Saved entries

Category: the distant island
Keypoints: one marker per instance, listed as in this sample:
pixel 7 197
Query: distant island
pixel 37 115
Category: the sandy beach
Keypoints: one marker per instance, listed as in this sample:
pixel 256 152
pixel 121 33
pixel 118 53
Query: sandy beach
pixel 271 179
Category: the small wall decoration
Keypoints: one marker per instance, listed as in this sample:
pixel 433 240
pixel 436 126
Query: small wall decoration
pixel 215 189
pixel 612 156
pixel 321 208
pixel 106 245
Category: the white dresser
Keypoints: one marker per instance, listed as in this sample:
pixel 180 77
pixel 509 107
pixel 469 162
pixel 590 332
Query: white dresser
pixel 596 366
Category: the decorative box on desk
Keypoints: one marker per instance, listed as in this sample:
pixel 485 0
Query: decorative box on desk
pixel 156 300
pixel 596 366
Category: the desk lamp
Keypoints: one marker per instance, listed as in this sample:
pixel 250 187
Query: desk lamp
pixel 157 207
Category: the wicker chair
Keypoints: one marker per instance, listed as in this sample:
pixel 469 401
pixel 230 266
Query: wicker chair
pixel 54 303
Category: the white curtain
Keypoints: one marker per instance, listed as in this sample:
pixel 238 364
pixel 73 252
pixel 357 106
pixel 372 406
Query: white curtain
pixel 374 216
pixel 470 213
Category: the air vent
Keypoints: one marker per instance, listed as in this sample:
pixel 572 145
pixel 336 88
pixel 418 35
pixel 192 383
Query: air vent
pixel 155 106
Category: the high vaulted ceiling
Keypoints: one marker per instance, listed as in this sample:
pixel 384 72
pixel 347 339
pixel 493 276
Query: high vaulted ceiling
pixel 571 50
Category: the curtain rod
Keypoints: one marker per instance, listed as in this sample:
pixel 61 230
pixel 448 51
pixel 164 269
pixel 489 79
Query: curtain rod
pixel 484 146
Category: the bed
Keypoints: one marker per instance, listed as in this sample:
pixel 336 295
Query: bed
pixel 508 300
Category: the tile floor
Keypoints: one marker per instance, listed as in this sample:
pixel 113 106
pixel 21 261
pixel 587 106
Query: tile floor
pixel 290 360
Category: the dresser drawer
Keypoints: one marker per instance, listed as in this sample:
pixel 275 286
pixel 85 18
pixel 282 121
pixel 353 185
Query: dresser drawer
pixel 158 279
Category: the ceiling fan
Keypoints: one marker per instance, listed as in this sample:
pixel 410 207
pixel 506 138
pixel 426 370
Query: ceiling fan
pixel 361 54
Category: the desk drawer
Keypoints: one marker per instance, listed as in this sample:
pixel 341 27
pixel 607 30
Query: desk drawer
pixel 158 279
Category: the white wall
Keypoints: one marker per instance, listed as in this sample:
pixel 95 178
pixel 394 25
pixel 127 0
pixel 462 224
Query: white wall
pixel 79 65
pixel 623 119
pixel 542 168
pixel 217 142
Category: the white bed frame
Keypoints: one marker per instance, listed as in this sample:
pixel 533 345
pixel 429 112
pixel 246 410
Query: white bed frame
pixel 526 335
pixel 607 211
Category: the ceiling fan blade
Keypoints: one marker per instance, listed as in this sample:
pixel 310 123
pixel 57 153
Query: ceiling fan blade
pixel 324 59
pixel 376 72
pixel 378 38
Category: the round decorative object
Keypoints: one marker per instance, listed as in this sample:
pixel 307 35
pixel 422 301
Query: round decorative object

[Set exercise]
Print the listing word for word, from the line containing "Category: the dresser drawer" through the end of the listing, with both ends included.

[Solution for this task]
Category: the dresser drawer
Keypoints: one marker per instance, listed as in this sample:
pixel 275 286
pixel 85 18
pixel 282 121
pixel 353 185
Query: dresser drawer
pixel 158 279
Category: the ceiling fan
Keypoints: one marker per instance, listed as in this sample:
pixel 410 207
pixel 506 138
pixel 426 370
Query: ceiling fan
pixel 361 54
Category: the desk drawer
Keypoints: one marker per instance, listed as in this sample:
pixel 341 27
pixel 607 30
Query: desk drawer
pixel 158 279
Category: the white wall
Keypoints: one marker per instance, listed as in this sample:
pixel 95 178
pixel 394 25
pixel 127 0
pixel 462 224
Query: white wall
pixel 79 65
pixel 623 119
pixel 542 168
pixel 217 142
Category: the white bed frame
Keypoints: one marker per instance, listed as in this sample:
pixel 533 345
pixel 429 112
pixel 246 410
Query: white bed frame
pixel 526 335
pixel 607 211
Category: the ceiling fan blade
Keypoints: one marker per instance, listed as in this sample:
pixel 310 123
pixel 57 153
Query: ceiling fan blade
pixel 324 59
pixel 376 72
pixel 378 38
Category: the round decorative object
Keypoints: one marker per instance, listed as in this sample:
pixel 307 35
pixel 422 301
Query: round decorative object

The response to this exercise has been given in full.